- Source extract:
• • • • • • •
Wednesday, October 27, 2010

Thank you for joining us for Lesson One

Thank you for joining us for Lesson One of Medicine and Morals: Choosing Life. The central theme of our lesson was the nature of our obligation to seek healing. To what degree are we obligated to preserve our own health, and what discretion do we have in regards to our decisions regarding medical care?

We began by considering the ethical foundation of seeking medical care. Unlike some other faith traditions that have seen the pursuit of medical care as interference with G-d’s plan, Judaism sees the pursuit of medical care as fully consonant with our faith in G-d. As humans, we are empowered by G-d to partner with Him in perfecting an imperfect world. Thus, intervening with nature to heal the sick is no different than fertilizing soil or planting a field. Medical intervention is wholly compatible with our belief that G-d is the true healer, and while prayer and spiritual pursuits are appropriate and important responses to illness, they in no way preclude the responsibility to seek appropriate medical care.

When a patient is terminally ill, there is an obligation to seek out treatment that is successful more than 50% of the time, in spite of the fact that that the treatment may not always be successful and may involve certain risks.
• • • • • • •
- Dataset extract:

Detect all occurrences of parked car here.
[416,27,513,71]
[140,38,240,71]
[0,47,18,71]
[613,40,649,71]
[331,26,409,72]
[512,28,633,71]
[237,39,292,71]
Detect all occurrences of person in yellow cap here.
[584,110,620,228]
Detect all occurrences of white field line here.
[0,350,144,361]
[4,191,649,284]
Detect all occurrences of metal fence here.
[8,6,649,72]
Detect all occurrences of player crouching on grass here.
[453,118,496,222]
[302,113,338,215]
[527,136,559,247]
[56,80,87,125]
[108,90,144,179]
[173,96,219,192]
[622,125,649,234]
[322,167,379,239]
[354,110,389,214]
• • • • • • •
- Task requirements:
1. Answer these questions about the lesson summary on Medicine and Morals:
(a) What does the summary name as the central theme of the lesson?
(b) According to the summary, what is intervening with nature to heal the sick no different from?
(c) For a terminally ill patient, what success rate must a treatment exceed for there to be an obligation to seek it out?
2. Carry on the lesson summary on Medicine and Morals from its last sentence.

- Responses to the exercise:
1.
(a) The nature of our obligation to seek healing.
(b) Fertilizing soil or planting a field.
(c) More than 50% of the time.

2.
Patients, however, sometimes refuse to undergo treatment. A major underpinning of secular medical ethics is the right of autonomy, and so long as patients clearly understand the implications of their choices, patients may not be compelled to undergo treatment. Their life is considered their own business, and they may not be pressured into following the doctor’s recommendation, no matter how ill-advised the doctors find their choices.

Practically speaking, Jewish law rarely allows people to compel others to accept treatment. It allows forcible intervention only if the patient is critically ill, the treatment is accepted by all doctors at that location as proven to cure and is not risky, persuasion is impossible, and the use of coercion will not itself precipitate death. Yet unlike the secular position, Judaism is not neutral to the choice of patients, and even when coercion may not be applicable there may be an obligation to seek out available medical care.